==== MATERIAL TO PROCESS ====

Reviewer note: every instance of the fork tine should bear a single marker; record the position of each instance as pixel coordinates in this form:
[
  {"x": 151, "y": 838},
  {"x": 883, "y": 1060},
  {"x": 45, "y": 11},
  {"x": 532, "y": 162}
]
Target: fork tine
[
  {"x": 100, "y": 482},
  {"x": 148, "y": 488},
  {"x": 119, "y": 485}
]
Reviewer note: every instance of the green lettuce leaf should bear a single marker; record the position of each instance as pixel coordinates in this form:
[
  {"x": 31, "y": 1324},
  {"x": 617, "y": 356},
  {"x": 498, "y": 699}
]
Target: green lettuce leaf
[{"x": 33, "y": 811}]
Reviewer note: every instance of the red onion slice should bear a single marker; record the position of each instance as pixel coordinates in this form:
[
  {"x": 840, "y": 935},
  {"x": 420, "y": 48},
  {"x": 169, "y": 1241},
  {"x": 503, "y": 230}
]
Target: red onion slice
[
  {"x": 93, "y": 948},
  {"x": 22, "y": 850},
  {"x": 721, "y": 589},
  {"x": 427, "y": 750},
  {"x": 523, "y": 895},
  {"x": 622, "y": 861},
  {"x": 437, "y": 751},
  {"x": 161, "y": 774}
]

====

Show each line from the material above where the string "single" can be found.

Reviewer note: every instance of the fork tine should bear a single marker; record the position of each instance as pixel coordinates in this form:
Reviewer note: every instance of the green lettuce leaf should bear a single marker; record the position of each instance as pixel coordinates in this form:
Reviewer note: every instance of the red onion slice should bear a single marker; record the position of each instance as pixel coordinates in this form:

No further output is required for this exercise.